ASSIGNMENT.
Without the pictures, set down every line of the data exactly.

DATA TO EXAMINE.
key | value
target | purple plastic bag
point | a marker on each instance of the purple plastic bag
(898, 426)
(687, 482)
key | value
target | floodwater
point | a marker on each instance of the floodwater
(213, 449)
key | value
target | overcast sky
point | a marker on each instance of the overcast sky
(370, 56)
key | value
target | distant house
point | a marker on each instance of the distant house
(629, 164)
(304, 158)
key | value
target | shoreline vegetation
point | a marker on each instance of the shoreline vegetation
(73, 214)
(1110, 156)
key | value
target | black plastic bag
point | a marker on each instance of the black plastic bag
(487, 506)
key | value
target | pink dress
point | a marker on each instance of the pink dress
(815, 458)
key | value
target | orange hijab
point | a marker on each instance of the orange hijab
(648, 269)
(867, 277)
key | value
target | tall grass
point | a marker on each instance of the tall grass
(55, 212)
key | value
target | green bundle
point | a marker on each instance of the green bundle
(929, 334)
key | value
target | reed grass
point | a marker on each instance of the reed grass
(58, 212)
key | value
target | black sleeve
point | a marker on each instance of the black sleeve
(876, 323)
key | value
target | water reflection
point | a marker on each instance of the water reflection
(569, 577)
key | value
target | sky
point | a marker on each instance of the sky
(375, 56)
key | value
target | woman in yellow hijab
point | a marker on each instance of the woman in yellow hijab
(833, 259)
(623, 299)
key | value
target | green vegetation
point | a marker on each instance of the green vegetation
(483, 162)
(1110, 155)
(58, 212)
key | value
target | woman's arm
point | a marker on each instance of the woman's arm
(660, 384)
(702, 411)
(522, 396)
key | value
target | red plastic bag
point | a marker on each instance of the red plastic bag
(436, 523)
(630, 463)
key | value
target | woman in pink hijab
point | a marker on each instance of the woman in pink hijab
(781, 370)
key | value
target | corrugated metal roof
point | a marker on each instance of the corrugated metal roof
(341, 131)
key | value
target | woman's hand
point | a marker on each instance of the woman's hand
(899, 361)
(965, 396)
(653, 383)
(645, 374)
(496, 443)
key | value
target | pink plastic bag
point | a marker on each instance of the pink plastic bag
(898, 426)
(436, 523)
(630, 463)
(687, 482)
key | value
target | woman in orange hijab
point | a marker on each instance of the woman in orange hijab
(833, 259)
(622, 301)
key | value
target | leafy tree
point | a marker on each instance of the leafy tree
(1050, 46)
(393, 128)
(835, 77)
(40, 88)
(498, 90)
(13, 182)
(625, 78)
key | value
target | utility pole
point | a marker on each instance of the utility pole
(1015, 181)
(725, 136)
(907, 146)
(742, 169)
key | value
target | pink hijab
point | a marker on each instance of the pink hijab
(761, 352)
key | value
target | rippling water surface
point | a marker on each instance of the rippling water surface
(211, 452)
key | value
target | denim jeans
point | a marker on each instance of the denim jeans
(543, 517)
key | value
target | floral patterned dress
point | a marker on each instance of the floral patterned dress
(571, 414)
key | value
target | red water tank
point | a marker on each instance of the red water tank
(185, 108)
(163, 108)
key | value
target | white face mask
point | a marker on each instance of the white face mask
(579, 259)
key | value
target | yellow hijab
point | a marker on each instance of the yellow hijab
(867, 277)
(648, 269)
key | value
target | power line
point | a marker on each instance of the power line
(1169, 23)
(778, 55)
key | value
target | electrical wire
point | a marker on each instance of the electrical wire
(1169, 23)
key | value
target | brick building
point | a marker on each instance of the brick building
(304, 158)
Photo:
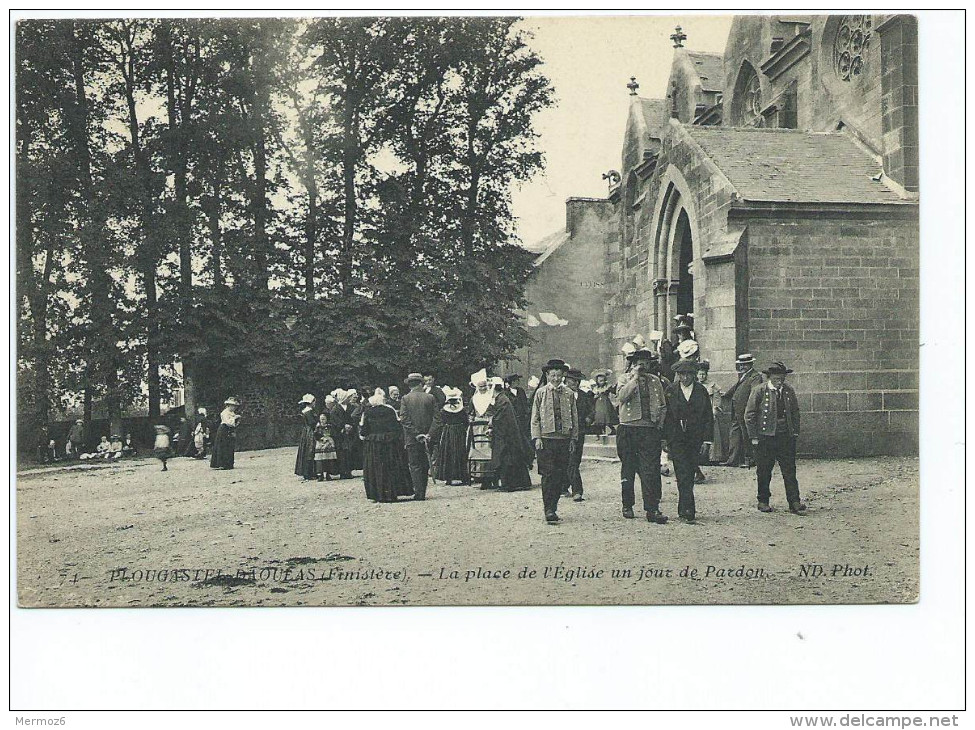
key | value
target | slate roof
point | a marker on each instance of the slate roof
(656, 116)
(710, 69)
(785, 165)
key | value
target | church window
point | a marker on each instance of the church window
(850, 45)
(747, 104)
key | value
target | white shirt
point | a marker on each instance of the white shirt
(482, 401)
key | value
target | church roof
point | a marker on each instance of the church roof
(709, 68)
(785, 165)
(656, 115)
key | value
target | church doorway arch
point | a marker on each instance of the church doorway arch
(674, 256)
(684, 272)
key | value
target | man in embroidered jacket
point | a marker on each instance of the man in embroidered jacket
(772, 419)
(554, 431)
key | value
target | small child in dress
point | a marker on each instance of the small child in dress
(160, 447)
(326, 457)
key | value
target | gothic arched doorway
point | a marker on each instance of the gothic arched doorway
(684, 274)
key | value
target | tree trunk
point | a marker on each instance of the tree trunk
(36, 291)
(148, 257)
(177, 117)
(349, 161)
(102, 333)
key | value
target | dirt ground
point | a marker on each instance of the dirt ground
(130, 535)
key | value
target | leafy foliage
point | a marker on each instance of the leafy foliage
(318, 202)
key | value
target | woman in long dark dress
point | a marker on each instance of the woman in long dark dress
(305, 461)
(224, 443)
(384, 468)
(492, 415)
(343, 430)
(605, 414)
(448, 440)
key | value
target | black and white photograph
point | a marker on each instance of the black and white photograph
(467, 310)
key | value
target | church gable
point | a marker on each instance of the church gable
(778, 165)
(646, 126)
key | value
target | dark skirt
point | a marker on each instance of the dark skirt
(451, 463)
(605, 414)
(515, 476)
(342, 465)
(385, 469)
(223, 448)
(355, 453)
(305, 462)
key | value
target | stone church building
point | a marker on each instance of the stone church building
(771, 191)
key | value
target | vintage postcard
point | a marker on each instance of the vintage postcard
(440, 311)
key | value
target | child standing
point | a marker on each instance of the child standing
(326, 457)
(160, 447)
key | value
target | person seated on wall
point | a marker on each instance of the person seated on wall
(128, 446)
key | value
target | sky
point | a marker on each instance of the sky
(589, 61)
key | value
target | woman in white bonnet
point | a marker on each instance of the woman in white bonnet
(384, 467)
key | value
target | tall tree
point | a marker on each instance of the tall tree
(86, 61)
(129, 47)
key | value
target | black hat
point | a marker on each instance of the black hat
(641, 354)
(555, 364)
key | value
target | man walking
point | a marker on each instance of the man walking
(643, 410)
(740, 448)
(772, 419)
(555, 431)
(689, 429)
(585, 409)
(430, 386)
(417, 411)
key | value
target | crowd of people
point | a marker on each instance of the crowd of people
(661, 406)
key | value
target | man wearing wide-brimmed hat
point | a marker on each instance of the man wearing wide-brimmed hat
(643, 409)
(772, 419)
(519, 399)
(555, 431)
(689, 432)
(585, 408)
(416, 412)
(739, 446)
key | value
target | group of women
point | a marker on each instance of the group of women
(485, 441)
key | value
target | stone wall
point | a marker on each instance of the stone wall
(571, 283)
(837, 299)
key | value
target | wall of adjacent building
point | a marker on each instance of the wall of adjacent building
(837, 299)
(571, 283)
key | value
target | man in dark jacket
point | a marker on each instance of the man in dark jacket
(417, 410)
(740, 450)
(429, 386)
(772, 419)
(688, 429)
(586, 408)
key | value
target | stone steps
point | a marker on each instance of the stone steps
(600, 448)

RESPONSE.
key | value
target | purple plastic bag
point | a marker on each instance of the purple plastic bag
(898, 426)
(687, 482)
key | value
target | floodwater
point | a marker on each instance of the floodwater
(213, 449)
key | value
target | overcast sky
point | a marker on each instance of the overcast sky
(370, 56)
key | value
target | distant house
point | a marker on each instance of the distant house
(629, 164)
(304, 158)
key | value
target | shoreline vegetation
point | a marker on each instance of the shoreline vegetation
(73, 214)
(1110, 156)
key | value
target | black plastic bag
point | a marker on each instance of the black plastic bag
(487, 506)
key | value
target | pink dress
point | a marker on each instance of the pink dress
(815, 458)
key | value
target | orange hijab
point | a marker on each instance of the orange hijab
(648, 269)
(867, 277)
key | value
target | tall grass
point | a marker on each instance of the tall grass
(55, 212)
key | value
target | green bundle
point | a marker on each instance of the green bundle
(929, 334)
key | value
target | reed grass
point | a marker on each instance of the reed grass
(58, 212)
key | value
target | black sleeve
point | a marker on each instance of the black sleeve
(876, 323)
key | value
target | water reflection
point | a marker on each instance of the water reflection
(569, 577)
key | value
target | sky
point | a marker on each instance of the sky
(375, 56)
key | value
target | woman in yellow hijab
point | a marker on each instance of the woman in yellow hijab
(833, 259)
(623, 299)
key | value
target | green vegetation
point | a marker on each instance of the green vegetation
(483, 162)
(1110, 155)
(58, 212)
key | value
target | woman's arm
point | a marker on each instance of the woman's arm
(660, 384)
(702, 411)
(522, 396)
key | value
target | red plastic bag
point | a marker on each instance of the red plastic bag
(436, 523)
(630, 463)
key | value
target | woman in pink hijab
point | a marker on each instance of the woman in pink hijab
(781, 370)
key | value
target | corrugated metal roof
point | a marker on each instance of the corrugated metal roof
(341, 131)
key | value
target | woman's hand
point | a marker on each instance of the woman's hand
(899, 361)
(965, 396)
(653, 383)
(645, 374)
(496, 443)
key | value
target | pink plastic bag
point | a marker on each instance of the pink plastic bag
(898, 426)
(436, 523)
(630, 463)
(687, 482)
key | value
target | woman in orange hijab
point | a marker on each instance of the woman in orange hijab
(833, 259)
(622, 301)
key | value
target | leafy tree
point | a marker on each instance of the leafy tree
(1050, 46)
(393, 128)
(835, 77)
(40, 88)
(498, 90)
(13, 182)
(625, 78)
key | value
target | utility pole
point | a marker on each instance of the utility pole
(1015, 181)
(725, 136)
(907, 146)
(742, 169)
key | value
target | pink hijab
point | a marker on each instance of the pink hijab
(761, 352)
key | value
target | rippling water surface
point | a marker on each instance of the rippling water surface
(211, 452)
key | value
target | denim jeans
point | a marker on each instance of the denim jeans
(543, 517)
key | value
target | floral patterned dress
point | a marker on each instance of the floral patterned dress
(571, 414)
key | value
target | red water tank
point | a marker on each instance of the red water tank
(185, 108)
(163, 108)
key | value
target | white face mask
point | a marker on each instance of the white face mask
(579, 259)
key | value
target | yellow hijab
point | a marker on each instance of the yellow hijab
(867, 277)
(648, 269)
key | value
target | power line
point | a marker on each instance of the power line
(1169, 23)
(778, 55)
key | value
target | electrical wire
point | a marker on each instance of the electrical wire
(1169, 23)
key | value
target | brick building
point | a marker on each instance of the brick building
(304, 158)
Photo:
key | value
target | slate roof
point | a marker on each instance of the slate roof
(656, 116)
(710, 69)
(785, 165)
key | value
target | church window
point | a marker on each instance of the church window
(850, 45)
(747, 104)
key | value
target | white shirt
point | a marker on each instance of the white shirt
(482, 401)
key | value
target | church roof
point | a marker on each instance of the church roof
(709, 68)
(785, 165)
(656, 115)
key | value
target | church doorway arch
point | a marker on each instance of the church doorway arch
(674, 256)
(684, 272)
key | value
target | man in embroidered jacket
point | a marker on each instance of the man in embroidered jacket
(772, 419)
(554, 431)
key | value
target | small child in dress
point | a marker on each instance of the small child in dress
(160, 447)
(326, 457)
key | value
target | gothic arched doorway
point | a marker on each instance of the gothic arched doorway
(684, 274)
key | value
target | tree trunk
point | a marker on each instance of the tree trunk
(36, 291)
(148, 257)
(177, 117)
(349, 161)
(102, 333)
key | value
target | dirt ground
point | a marker on each instance of the dirt ground
(130, 535)
key | value
target | leafy foliage
point | a marker on each instance of the leafy foliage
(318, 202)
key | value
target | woman in long dark dress
point | a marker on each instance of the woman in long dark dress
(305, 461)
(224, 443)
(384, 468)
(492, 415)
(343, 430)
(605, 414)
(448, 440)
key | value
target | black and white photograph
point | a marker on each instance of the black and white photograph
(467, 310)
key | value
target | church gable
point | a marker on each instance of the church gable
(778, 165)
(646, 126)
key | value
target | dark skirt
point | a marker on each instance of the dark skirt
(451, 463)
(605, 414)
(515, 476)
(342, 465)
(385, 469)
(223, 448)
(355, 453)
(305, 462)
key | value
target | stone church building
point | a marker on each instance of the stone church building
(771, 191)
key | value
target | vintage postcard
point | a marker on each instance of the vintage postcard
(440, 311)
key | value
target | child standing
point | a marker on each instance of the child standing
(326, 457)
(160, 447)
key | value
target | person seated on wall
point | a marker on each instance of the person seated on wall
(128, 446)
key | value
target | sky
point | a marker on each instance of the sky
(589, 61)
key | value
target | woman in white bonnet
point | a marker on each instance of the woman in white bonnet
(384, 467)
key | value
target | tall tree
point | a marker on each instance of the tall tree
(86, 61)
(129, 47)
key | value
target | black hat
point | a marker on each instance of the black hat
(641, 354)
(555, 364)
key | value
target | man walking
point | a marker on each instance of the man walking
(643, 410)
(740, 448)
(772, 419)
(555, 431)
(689, 429)
(585, 409)
(430, 386)
(417, 411)
key | value
target | crowd of people
point | a marker on each instance of the crowd of people
(661, 406)
key | value
target | man wearing wide-brimmed hat
point | a marker on each instance of the man wearing wide-brimmed hat
(643, 409)
(772, 419)
(519, 399)
(555, 431)
(689, 432)
(585, 408)
(416, 412)
(739, 446)
key | value
target | group of women
point | a marker on each instance of the group of women
(485, 441)
key | value
target | stone wall
point | a marker on each instance of the stone wall
(571, 283)
(837, 299)
key | value
target | wall of adjacent building
point | a marker on each instance of the wall of adjacent building
(837, 299)
(571, 283)
key | value
target | man in dark jacket
point | a marker on each instance of the man in dark jacket
(417, 410)
(740, 450)
(429, 386)
(772, 419)
(688, 429)
(586, 408)
key | value
target | stone steps
point | a marker on each instance of the stone steps
(600, 448)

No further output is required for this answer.